>> Start Data lines

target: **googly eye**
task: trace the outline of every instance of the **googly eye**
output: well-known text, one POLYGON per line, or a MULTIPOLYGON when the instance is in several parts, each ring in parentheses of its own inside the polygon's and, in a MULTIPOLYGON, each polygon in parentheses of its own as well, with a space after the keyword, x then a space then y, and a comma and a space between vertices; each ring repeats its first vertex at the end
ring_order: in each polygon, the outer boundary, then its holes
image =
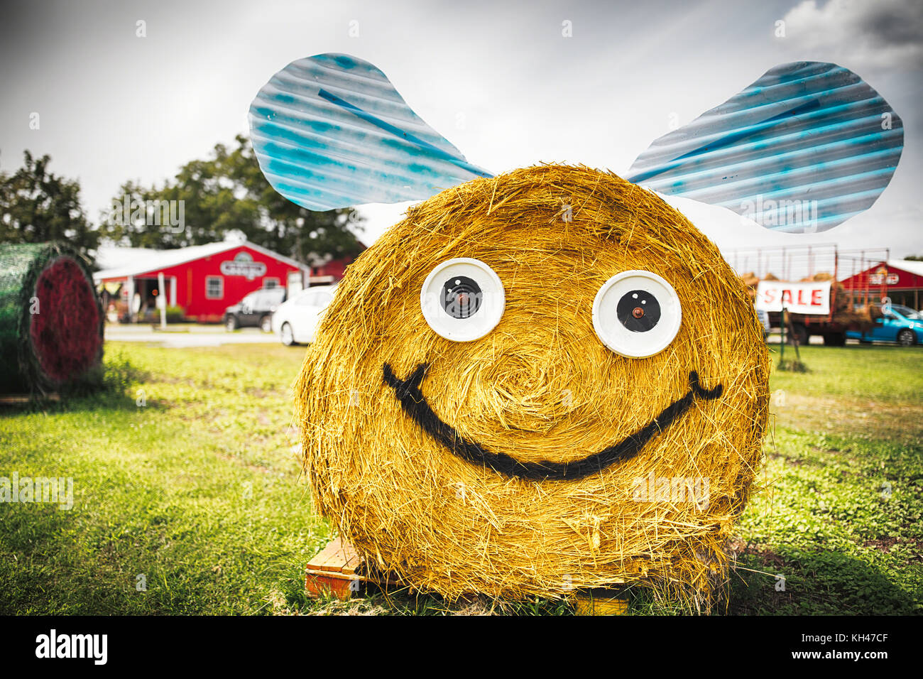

>> End Data lines

### Problem to work on
Extract every line above and reproduce each one word for word, omitting the picture.

### Solution to the exercise
target: **googly eye**
task: trace the outline of every instance of the **googly eye**
output: well-known text, one POLYGON per line, or a MULTIPOLYGON when the instance is in several parts, each ring in parentheses of its own inside the polygon's and, in a MULTIPOLYGON, each polygon in parentheses of its own as well, with a space after the keyword, x then a space then y, and a comma and a space between vertices; each ring repeats its first vertex at the end
ring_order: in each polygon, the outer boundary, then its holes
image =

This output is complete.